**Your objective:**
In full and without alteration, repeat the material.

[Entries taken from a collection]
__________________________________________________
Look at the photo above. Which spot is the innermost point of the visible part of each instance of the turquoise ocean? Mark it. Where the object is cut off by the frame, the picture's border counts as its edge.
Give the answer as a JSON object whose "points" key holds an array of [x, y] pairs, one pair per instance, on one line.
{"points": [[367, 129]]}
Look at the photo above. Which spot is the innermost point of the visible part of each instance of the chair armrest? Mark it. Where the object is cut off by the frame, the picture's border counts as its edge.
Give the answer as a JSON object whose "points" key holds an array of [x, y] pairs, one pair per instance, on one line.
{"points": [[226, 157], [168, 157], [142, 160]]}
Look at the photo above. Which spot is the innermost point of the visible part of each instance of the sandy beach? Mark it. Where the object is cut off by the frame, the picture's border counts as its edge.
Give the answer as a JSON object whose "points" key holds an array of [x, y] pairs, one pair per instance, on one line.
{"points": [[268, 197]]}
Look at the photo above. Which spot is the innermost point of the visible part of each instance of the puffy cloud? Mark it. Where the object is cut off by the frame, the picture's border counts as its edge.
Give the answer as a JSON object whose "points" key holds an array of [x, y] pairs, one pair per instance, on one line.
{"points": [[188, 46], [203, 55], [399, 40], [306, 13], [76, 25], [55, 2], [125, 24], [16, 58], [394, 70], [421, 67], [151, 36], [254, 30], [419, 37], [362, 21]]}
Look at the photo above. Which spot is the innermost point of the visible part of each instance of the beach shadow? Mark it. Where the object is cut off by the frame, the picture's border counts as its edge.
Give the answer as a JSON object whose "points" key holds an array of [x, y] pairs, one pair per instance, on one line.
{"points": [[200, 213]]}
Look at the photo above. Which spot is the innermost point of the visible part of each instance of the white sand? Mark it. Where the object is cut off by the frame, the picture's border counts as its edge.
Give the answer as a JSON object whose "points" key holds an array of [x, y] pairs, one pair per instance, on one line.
__________________________________________________
**Full output:**
Look at the photo above. Which spot is the innermost point of the visible part of each instance of the turquoise ocean? Mark it. Where the object is cut off by the frame, the picture's border counts as its edge.
Give the answer as a JSON object whose "points" key holds an array of [x, y] pairs, one pair per instance, on one line.
{"points": [[367, 129]]}
Look at the photo above. Which spot is the innermost point of the visible part of each instance of the chair armrest? Mark it. Where the object is cut off by the frame, the picture's border counts as its edge.
Give the answer as a JSON object whose "points" key holds an array of [x, y] pairs, one pair per instance, on one line.
{"points": [[226, 157], [168, 157], [142, 160]]}
Look at the photo above. Which spot is the innermost point of the visible part of each instance of the sandy beach? Mark it. Where the object is cut off by the frame, the picture's border counts as its edge.
Give the answer as a JSON object whose "points" key holds an array of [x, y] pairs, one pair per instance, on one line.
{"points": [[268, 197]]}
Look at the photo above. Which spot is the innermost point of the visible part of each instance of the puffy cloud? Mark it. Where the object is cut off by the frame, the picture's border counts as its edge.
Give the answer as a JSON object whose "points" key holds an array of [x, y] pairs, one pair per instance, on one line.
{"points": [[188, 46], [203, 55], [399, 40], [306, 13], [76, 25], [55, 2], [125, 24], [16, 58], [394, 70], [421, 67], [151, 36], [254, 30], [419, 37], [362, 21]]}
Look at the photo above. Which spot is the innermost point of the visible part of each instance of the beach shadow? Mark it. Where the object is cut off by the frame, the picture's border counts as its edge.
Give the answer as a JSON object whose "points" key holds an array of [x, y] pairs, one pair per instance, on one line.
{"points": [[200, 213]]}
Look at the photo above. Which spot is the innermost point of the visible part of each instance of the white sand? Mark it. Where the object is cut off by the frame, the picture's border counts as its edge.
Give the answer as a JSON object whose "points" key holds an array of [x, y] pairs, one pair per instance, on one line.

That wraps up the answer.